PROBLEM TO WORK ON.
Some lines in the material below hold the word "house". Copy all of them.
##############################
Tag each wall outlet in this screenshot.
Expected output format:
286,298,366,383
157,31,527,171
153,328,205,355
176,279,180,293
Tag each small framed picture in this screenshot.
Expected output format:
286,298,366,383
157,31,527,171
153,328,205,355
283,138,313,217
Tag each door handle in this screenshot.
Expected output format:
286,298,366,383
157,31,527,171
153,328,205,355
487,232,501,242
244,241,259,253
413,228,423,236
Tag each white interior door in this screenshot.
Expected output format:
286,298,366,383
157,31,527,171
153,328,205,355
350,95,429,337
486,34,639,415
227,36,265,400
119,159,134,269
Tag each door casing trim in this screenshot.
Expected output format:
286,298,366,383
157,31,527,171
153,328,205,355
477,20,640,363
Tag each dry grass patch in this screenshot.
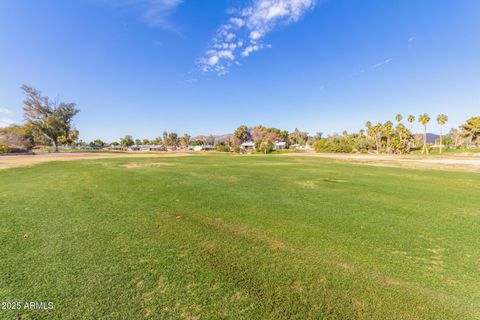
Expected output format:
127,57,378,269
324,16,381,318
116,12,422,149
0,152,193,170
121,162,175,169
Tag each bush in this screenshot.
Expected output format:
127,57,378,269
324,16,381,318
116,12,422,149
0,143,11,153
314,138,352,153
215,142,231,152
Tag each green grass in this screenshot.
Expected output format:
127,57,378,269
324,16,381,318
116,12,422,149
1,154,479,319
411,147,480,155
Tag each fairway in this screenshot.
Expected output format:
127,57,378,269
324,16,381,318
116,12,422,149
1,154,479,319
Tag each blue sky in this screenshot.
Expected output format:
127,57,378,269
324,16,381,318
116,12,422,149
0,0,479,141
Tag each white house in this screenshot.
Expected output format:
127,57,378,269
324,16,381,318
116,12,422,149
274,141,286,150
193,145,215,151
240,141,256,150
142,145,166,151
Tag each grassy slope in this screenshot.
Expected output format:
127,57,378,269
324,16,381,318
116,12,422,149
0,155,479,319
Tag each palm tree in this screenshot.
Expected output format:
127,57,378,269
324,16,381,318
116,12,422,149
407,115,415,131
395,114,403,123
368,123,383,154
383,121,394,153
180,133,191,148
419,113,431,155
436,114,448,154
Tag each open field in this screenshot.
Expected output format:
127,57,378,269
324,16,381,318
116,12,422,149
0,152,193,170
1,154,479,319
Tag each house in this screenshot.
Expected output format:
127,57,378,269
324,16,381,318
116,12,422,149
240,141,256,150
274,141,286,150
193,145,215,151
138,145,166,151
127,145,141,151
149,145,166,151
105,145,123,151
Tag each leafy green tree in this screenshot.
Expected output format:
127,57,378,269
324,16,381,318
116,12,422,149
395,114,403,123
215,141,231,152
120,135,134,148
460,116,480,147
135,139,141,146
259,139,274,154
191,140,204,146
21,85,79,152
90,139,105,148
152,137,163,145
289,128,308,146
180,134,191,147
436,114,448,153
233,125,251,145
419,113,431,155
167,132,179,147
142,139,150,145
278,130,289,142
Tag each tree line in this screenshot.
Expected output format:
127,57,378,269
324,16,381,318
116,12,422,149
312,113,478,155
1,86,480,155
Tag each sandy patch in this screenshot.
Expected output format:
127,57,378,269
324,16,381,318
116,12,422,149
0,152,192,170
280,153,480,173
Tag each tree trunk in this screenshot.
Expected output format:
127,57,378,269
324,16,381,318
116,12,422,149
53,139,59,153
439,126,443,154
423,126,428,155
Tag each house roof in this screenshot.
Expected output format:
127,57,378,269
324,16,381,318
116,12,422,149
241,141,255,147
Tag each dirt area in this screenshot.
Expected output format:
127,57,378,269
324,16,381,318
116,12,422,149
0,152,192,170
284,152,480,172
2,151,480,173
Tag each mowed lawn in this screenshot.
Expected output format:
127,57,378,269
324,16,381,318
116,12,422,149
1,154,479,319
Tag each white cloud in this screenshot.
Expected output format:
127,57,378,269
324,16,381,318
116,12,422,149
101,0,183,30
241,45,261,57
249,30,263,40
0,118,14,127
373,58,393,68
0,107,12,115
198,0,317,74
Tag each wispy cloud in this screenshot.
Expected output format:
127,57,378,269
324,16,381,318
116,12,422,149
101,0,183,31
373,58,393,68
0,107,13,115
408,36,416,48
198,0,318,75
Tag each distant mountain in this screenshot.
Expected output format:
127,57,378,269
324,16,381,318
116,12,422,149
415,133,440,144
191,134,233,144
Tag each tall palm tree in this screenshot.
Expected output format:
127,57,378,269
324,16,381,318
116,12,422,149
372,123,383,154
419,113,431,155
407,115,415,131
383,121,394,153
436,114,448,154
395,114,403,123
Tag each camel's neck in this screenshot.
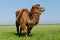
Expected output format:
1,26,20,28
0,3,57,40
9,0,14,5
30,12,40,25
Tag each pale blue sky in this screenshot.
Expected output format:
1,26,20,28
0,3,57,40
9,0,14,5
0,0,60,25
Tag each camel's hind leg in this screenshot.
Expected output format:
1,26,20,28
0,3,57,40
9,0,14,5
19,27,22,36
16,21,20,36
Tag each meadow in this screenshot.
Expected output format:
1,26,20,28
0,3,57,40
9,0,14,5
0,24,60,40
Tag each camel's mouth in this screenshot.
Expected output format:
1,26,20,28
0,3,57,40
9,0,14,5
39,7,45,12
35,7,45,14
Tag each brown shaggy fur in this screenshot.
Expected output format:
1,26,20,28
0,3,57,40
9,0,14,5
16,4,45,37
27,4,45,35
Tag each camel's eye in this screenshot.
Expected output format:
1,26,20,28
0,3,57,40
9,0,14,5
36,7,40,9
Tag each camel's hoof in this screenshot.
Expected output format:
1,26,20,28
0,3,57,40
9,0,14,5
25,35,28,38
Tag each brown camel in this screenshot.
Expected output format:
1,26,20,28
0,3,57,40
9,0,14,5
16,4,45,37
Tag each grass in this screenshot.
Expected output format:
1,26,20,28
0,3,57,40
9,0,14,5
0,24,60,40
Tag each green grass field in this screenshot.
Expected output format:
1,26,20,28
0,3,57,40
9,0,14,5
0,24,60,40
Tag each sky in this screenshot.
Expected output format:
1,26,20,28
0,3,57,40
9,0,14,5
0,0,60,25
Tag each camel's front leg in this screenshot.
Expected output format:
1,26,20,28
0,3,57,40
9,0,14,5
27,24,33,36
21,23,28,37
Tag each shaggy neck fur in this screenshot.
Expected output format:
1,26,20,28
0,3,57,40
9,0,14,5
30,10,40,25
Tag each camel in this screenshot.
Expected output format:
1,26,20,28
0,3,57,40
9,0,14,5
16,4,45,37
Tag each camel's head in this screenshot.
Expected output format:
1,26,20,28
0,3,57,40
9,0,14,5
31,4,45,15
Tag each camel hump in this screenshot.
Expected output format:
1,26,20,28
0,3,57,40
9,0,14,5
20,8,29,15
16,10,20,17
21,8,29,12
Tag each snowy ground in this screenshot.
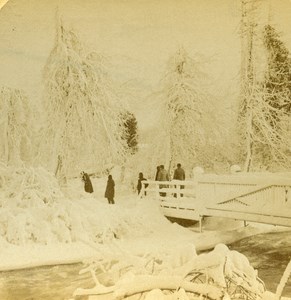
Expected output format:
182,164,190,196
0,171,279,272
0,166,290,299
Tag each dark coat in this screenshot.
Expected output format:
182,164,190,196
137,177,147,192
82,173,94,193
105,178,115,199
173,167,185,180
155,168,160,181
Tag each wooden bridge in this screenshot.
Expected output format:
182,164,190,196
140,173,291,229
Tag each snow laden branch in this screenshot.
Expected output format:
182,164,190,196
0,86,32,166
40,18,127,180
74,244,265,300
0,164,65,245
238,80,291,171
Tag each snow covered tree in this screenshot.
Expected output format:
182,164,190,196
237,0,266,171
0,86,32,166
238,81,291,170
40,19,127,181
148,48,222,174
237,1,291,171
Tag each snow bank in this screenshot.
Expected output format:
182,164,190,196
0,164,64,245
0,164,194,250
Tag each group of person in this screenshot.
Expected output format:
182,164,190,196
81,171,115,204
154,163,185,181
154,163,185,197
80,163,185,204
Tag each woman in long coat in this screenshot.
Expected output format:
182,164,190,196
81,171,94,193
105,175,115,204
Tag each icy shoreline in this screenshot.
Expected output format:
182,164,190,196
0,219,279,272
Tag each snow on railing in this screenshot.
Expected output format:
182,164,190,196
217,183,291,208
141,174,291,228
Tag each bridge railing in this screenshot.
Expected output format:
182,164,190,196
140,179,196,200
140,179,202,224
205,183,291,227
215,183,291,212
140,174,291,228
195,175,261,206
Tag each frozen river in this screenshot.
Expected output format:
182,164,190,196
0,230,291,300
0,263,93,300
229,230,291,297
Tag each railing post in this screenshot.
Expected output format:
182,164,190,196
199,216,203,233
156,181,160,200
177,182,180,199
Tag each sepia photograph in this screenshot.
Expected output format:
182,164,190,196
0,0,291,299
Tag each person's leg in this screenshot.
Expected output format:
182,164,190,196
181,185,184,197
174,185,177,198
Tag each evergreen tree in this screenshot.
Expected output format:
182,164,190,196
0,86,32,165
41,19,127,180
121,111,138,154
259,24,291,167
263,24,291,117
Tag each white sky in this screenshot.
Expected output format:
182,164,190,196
##############################
YOUR SOLUTION.
Tag each white house in this screenshot.
Tag each house in this screenshot.
Tag each house roof in this screenshot.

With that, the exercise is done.